WORK INSTRUCTIONS -
1. Translate this sentence from the text on Turczan's Crimean photographs into Spanish: "Geographically, Ukraine is a country wedged on the border between Western Europe and the former Soviet Union."
2. From the text on Turczan's Crimean photographs, reproduce everything from "In engaging with" down to "the Crimean present.", inclusive.

::: SUPPLIED TEXT :::

Sanatoria: Recovering Possibility
Turczan’s work is also in dialogue with the buildings, landscape, and history of the Crimean Peninsula. A graffiti-covered rotunda, titled Pavilion, overlooks the Black Sea from a picturesque outcropping. The plaster columns are chipped and scarred from years of harsh weather and neglect, but it is still possible to read through the ruins and imagine when the pavilion was white and new. The photographs of medical facilities explore the slow process of decay and disrepair: layers of paint peel off the walls, husks of buildings stand eerily empty and fecund greenery grows untrimmed. Turczan’s photos of these and other buildings possess a ruined beauty that evokes a link to the Crimea’s past.
In engaging with history Turczan very carefully avoids a nostalgic gloss of a glorified past. Instead, she sees an interesting inversion of architecture and the body. The sanatoria of he Crimea that provides treatment to so many for so long have aged and withered. Turczan captures the conspicuous presence of Lenin’s statue in an empty public square and reveals it for what it has become: a monument to a political voice that no longer has an audience. These monuments, as reminders of the past, recall another time that is no longer accessible but is, nonetheless, commingled with the Crimean present.
During my discussions with Turczan about Promise of Recovery, we talked about where Ukraine is located. Geographically, Ukraine is a country wedged on the border between Western Europe and the former Soviet Union. Turczan gestures subtly towards this liminal geography in the fashion choices of her adolescent subjects. Emblazoned with French and English works like Love and Je t’aime, this clothing points to an identification with Western European culture. Again, these youth are agents for a betweenness, displaying the regional tensions between East and West.

::: DATA FOR REVIEW :::

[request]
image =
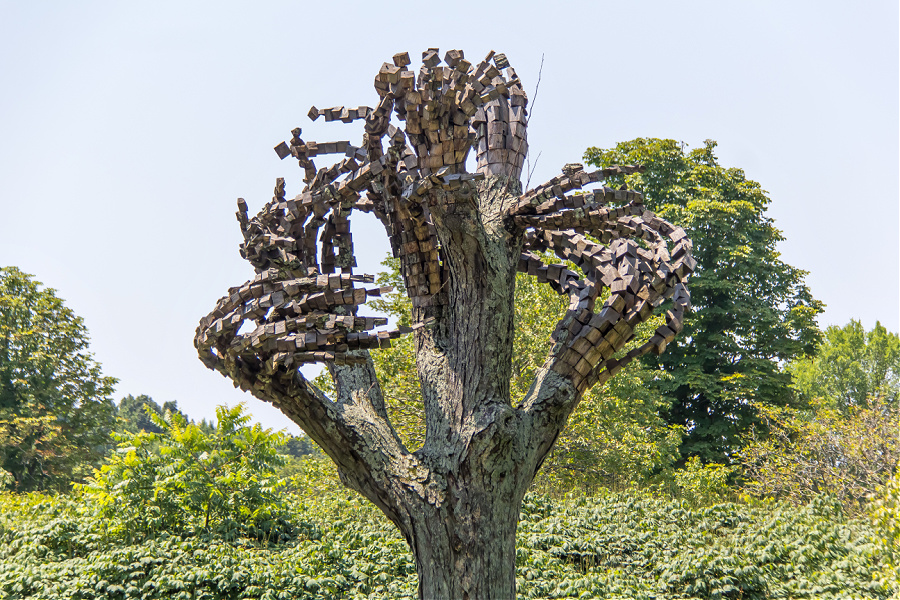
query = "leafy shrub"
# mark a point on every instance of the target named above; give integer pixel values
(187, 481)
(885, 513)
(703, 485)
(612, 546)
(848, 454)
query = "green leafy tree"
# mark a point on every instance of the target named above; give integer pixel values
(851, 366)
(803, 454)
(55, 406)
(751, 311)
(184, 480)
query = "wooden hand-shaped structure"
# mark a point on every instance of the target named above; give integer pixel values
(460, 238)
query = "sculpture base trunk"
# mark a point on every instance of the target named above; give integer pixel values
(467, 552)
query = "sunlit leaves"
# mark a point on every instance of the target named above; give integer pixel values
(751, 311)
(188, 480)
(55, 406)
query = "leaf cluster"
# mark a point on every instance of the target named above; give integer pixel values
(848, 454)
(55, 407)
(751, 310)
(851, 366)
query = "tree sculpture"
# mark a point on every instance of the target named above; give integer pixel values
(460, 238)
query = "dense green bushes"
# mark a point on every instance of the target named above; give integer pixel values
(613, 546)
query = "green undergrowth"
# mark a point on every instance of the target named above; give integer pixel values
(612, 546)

:::

ANSWERS IN ORDER -
1. Geográficamente, Ucrania es un país encajado en la frontera entre Europa Occidental y la antigua Unión Soviética.

2.
In engaging with history Turczan very carefully avoids a nostalgic gloss of a glorified past. Instead, she sees an interesting inversion of architecture and the body. The sanatoria of he Crimea that provides treatment to so many for so long have aged and withered. Turczan captures the conspicuous presence of Lenin’s statue in an empty public square and reveals it for what it has become: a monument to a political voice that no longer has an audience. These monuments, as reminders of the past, recall another time that is no longer accessible but is, nonetheless, commingled with the Crimean present.